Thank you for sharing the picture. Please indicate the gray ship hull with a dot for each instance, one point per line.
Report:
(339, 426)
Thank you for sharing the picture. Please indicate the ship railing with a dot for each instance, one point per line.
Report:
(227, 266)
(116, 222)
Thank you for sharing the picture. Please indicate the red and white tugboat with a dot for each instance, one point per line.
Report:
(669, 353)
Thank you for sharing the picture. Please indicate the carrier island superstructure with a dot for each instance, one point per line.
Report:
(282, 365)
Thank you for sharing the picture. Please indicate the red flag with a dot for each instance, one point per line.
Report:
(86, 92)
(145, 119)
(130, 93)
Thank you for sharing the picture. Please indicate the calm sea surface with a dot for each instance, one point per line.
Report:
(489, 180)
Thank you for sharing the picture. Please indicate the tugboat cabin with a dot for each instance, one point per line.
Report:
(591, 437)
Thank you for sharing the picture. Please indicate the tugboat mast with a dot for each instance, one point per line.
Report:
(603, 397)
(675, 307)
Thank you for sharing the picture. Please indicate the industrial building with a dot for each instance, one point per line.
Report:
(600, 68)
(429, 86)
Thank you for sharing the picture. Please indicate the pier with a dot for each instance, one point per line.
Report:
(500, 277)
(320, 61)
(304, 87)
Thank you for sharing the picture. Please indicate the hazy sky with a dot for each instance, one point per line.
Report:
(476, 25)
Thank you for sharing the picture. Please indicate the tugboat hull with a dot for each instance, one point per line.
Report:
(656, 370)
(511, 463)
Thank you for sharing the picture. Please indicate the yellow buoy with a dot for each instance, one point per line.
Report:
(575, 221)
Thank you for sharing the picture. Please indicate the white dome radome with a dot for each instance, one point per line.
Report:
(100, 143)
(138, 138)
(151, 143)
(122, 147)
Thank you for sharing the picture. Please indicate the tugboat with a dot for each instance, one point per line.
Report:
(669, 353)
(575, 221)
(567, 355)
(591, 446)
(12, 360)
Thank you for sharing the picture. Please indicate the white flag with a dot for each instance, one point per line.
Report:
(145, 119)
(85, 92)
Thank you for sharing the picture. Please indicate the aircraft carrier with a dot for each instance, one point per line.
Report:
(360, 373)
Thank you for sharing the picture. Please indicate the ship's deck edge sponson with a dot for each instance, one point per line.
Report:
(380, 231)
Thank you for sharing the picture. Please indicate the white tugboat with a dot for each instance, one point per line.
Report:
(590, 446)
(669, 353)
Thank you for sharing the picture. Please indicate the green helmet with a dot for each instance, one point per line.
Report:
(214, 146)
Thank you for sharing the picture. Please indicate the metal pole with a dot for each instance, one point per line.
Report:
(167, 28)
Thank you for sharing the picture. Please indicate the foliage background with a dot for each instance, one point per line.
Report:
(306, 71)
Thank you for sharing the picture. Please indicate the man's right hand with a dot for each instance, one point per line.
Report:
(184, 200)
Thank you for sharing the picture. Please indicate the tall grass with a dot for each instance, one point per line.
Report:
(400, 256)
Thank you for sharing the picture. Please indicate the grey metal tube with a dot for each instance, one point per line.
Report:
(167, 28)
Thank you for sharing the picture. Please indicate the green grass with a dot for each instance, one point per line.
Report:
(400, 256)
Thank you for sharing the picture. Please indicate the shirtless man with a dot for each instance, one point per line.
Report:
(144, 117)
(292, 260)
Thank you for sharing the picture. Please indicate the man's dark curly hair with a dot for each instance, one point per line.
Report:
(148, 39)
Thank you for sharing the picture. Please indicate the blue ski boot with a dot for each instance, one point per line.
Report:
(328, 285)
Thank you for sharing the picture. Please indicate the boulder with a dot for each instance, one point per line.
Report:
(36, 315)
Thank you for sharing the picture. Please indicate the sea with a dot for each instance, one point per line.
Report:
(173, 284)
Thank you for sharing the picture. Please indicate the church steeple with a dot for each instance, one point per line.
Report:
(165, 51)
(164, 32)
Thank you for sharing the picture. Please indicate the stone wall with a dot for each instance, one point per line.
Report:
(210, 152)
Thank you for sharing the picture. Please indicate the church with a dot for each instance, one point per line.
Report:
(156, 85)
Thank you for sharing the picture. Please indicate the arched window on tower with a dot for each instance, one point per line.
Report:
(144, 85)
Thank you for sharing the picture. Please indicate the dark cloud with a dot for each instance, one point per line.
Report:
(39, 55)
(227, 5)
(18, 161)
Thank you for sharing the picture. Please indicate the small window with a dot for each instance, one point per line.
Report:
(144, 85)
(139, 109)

________

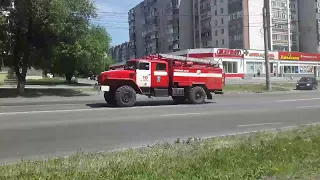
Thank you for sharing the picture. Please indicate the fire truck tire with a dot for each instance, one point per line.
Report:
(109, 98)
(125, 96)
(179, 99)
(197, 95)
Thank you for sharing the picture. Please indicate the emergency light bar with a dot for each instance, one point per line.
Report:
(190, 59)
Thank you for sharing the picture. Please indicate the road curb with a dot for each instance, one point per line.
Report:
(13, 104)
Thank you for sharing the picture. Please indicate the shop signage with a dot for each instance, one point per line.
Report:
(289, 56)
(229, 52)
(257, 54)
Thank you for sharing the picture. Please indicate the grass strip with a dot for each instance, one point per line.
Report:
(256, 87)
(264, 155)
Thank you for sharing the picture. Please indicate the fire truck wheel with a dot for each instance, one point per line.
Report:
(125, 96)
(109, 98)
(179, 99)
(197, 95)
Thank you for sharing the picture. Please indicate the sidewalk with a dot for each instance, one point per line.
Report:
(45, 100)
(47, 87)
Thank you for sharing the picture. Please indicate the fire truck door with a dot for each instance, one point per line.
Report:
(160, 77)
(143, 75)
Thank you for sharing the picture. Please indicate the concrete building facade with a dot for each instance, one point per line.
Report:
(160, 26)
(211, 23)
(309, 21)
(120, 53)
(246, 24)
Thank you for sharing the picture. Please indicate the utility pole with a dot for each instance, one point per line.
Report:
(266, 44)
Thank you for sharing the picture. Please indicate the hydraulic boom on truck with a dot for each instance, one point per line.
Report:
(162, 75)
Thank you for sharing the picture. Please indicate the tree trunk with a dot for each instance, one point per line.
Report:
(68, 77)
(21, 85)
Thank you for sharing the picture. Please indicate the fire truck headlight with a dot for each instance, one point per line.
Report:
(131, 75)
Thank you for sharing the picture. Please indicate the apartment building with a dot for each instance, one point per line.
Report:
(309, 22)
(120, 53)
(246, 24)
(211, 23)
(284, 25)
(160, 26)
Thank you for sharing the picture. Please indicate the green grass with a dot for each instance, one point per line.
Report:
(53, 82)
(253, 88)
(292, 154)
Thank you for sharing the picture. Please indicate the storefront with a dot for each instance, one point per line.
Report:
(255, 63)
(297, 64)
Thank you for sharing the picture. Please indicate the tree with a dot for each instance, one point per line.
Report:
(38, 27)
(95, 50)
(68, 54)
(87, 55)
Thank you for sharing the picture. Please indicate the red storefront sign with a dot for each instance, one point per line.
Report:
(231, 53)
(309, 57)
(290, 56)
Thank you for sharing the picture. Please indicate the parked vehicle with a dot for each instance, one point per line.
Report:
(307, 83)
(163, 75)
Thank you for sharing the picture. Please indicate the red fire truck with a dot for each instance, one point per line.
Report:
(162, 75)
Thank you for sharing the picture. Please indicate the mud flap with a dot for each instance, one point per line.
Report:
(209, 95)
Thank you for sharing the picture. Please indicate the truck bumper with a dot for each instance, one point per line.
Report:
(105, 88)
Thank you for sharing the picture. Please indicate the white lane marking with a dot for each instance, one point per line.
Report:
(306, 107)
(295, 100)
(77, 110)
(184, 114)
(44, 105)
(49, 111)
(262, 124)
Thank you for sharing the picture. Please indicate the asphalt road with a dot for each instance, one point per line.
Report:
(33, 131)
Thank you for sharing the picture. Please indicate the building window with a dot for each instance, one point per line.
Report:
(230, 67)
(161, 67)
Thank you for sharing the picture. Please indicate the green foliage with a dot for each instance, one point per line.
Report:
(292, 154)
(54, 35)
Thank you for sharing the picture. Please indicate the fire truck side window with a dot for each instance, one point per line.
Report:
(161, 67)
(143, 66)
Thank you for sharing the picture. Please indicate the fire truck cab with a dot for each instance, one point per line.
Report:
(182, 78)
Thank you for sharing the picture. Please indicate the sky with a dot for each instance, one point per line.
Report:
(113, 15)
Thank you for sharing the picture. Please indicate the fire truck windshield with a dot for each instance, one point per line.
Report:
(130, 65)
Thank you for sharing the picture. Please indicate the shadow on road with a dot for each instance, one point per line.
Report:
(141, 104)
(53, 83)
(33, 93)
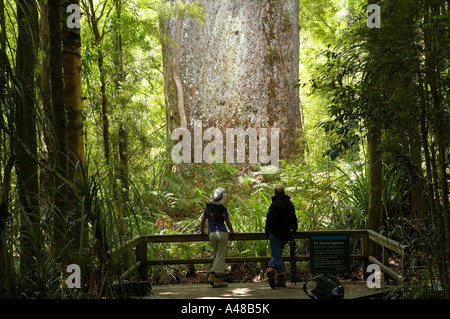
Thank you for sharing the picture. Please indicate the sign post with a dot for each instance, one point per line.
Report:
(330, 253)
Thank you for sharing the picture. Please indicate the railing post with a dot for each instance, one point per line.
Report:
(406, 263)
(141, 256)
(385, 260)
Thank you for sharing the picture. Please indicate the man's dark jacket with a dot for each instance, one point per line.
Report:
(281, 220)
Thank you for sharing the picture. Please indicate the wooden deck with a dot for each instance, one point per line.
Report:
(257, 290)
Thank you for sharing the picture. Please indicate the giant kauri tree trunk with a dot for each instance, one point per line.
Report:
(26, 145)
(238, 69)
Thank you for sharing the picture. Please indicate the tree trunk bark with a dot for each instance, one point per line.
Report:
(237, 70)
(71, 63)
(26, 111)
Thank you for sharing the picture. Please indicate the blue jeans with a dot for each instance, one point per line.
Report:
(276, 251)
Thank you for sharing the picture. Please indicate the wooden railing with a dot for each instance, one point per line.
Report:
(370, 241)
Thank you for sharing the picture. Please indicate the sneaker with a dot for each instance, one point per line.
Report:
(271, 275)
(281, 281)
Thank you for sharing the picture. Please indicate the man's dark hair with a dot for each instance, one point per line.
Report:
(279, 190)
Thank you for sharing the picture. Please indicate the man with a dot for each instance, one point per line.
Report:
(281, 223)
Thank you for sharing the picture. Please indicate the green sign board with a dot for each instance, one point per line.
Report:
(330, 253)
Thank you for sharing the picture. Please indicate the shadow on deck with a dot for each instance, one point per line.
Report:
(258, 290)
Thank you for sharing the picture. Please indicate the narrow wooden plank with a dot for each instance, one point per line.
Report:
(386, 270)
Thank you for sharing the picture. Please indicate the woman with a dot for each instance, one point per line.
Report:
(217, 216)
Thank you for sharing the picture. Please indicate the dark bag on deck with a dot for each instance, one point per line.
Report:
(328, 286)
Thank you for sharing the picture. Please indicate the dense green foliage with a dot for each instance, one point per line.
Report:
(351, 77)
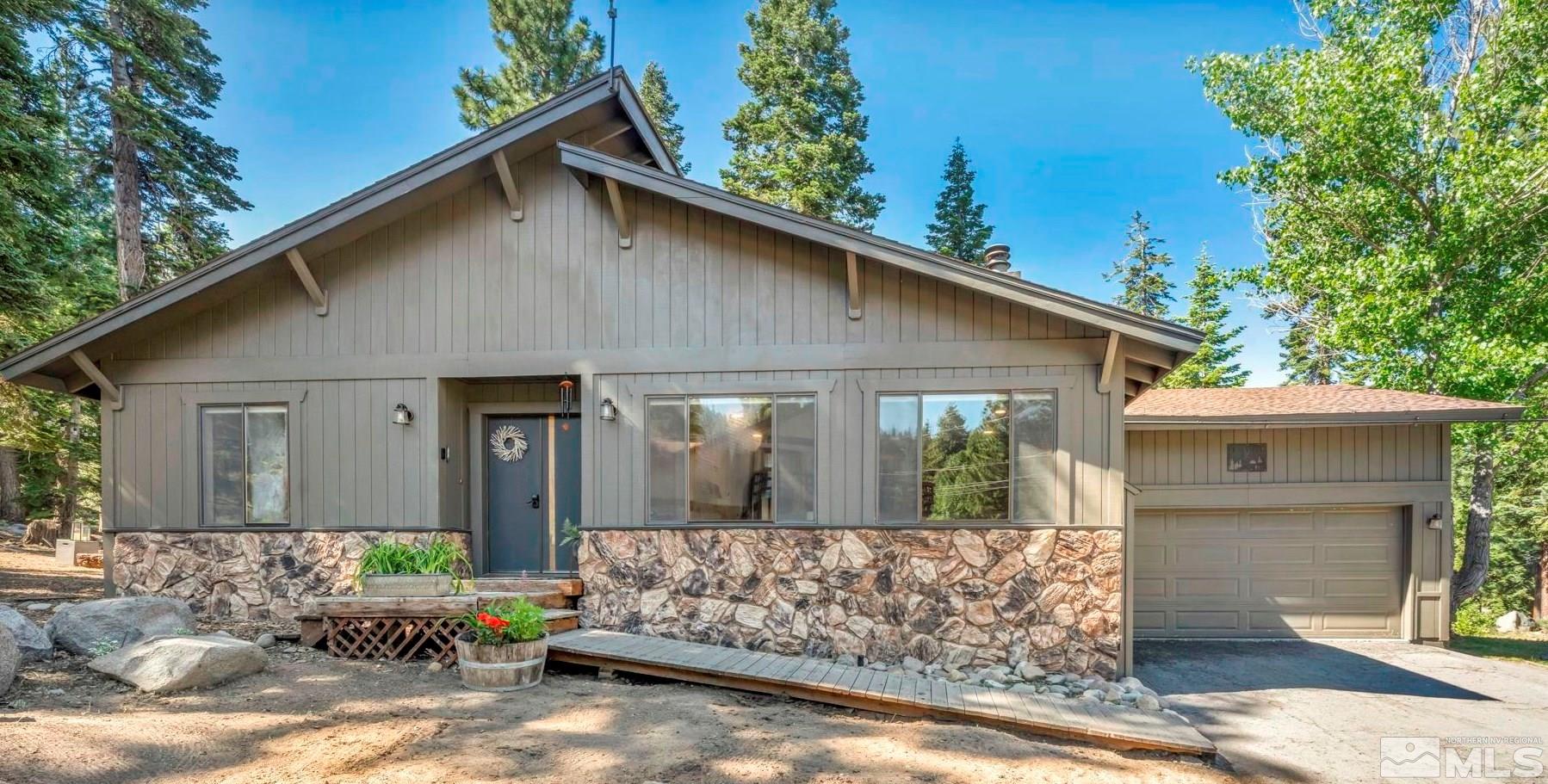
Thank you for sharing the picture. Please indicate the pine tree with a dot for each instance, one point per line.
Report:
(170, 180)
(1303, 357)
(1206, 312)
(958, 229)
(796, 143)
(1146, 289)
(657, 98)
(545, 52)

________

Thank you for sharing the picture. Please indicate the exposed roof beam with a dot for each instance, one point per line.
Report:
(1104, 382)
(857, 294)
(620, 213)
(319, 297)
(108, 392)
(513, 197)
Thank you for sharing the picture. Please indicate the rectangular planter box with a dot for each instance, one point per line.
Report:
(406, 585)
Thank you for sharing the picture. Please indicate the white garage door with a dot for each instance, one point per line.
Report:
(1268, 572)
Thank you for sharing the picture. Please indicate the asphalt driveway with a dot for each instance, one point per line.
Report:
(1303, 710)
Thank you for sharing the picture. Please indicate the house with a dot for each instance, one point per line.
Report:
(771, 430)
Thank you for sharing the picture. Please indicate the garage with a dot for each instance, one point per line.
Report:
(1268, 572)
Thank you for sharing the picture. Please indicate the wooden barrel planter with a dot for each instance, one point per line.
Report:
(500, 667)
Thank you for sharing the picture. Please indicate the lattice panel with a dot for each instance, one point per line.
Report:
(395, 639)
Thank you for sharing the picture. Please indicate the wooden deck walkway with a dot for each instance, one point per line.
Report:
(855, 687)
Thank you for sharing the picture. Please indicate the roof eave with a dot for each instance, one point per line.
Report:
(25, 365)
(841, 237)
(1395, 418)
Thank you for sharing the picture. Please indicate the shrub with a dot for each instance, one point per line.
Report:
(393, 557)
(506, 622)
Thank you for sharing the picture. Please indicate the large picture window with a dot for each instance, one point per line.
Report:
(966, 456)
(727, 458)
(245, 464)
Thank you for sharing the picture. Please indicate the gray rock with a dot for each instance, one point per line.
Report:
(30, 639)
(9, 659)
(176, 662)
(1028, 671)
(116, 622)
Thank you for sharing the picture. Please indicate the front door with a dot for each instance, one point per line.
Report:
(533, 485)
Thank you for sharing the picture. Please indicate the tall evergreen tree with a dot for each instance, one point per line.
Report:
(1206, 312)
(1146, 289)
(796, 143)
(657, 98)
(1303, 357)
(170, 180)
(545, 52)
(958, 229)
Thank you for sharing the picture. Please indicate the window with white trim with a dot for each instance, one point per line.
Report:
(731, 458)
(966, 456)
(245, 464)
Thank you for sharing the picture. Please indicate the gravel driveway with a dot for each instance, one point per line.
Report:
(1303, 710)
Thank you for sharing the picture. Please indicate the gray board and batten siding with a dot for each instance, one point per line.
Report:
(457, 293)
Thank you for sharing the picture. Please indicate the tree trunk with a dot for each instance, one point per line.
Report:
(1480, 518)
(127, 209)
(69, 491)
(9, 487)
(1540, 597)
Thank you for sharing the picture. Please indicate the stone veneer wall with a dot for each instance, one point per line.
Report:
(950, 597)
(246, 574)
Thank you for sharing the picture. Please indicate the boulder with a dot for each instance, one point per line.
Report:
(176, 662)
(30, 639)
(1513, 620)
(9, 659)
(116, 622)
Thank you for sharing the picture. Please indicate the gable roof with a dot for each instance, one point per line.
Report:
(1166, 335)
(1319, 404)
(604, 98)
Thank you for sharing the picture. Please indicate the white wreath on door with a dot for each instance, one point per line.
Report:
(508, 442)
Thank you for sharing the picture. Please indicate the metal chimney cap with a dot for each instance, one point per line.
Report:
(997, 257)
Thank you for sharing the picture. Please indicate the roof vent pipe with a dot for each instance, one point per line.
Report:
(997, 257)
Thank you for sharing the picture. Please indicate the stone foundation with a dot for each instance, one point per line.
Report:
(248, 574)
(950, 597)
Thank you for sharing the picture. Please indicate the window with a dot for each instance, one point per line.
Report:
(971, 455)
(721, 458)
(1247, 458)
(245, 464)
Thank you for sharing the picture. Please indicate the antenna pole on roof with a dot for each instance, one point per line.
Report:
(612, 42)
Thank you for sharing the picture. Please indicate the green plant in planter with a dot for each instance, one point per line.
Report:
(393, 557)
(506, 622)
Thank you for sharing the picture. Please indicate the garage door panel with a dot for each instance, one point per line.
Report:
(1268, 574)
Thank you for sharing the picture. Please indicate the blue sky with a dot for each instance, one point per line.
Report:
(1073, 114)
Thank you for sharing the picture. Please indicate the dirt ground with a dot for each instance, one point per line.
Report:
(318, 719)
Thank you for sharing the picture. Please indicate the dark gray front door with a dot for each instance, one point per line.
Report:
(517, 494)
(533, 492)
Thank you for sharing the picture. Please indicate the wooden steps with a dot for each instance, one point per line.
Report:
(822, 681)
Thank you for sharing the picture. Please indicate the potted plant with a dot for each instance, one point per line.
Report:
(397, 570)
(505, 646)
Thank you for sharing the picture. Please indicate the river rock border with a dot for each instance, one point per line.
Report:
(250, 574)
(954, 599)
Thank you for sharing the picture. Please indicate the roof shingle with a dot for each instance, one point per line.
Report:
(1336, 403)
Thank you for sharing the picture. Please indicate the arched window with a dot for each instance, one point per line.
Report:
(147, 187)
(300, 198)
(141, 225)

________

Prompt -
Could you set down, exactly as written, the lines above between the one holding "the ship railing" and the one holding "Thank you for sharing the picture. Please indicate the red and", inclusive, and nothing more?

Exercise result -
Thank you for sharing the picture. Please indicate the ship railing with a dot for each instance, one point per line.
Report:
(227, 266)
(116, 222)
Thank you for sharing the picture. Please indicate the red and white tugboat with a dot for each instance, one point per line.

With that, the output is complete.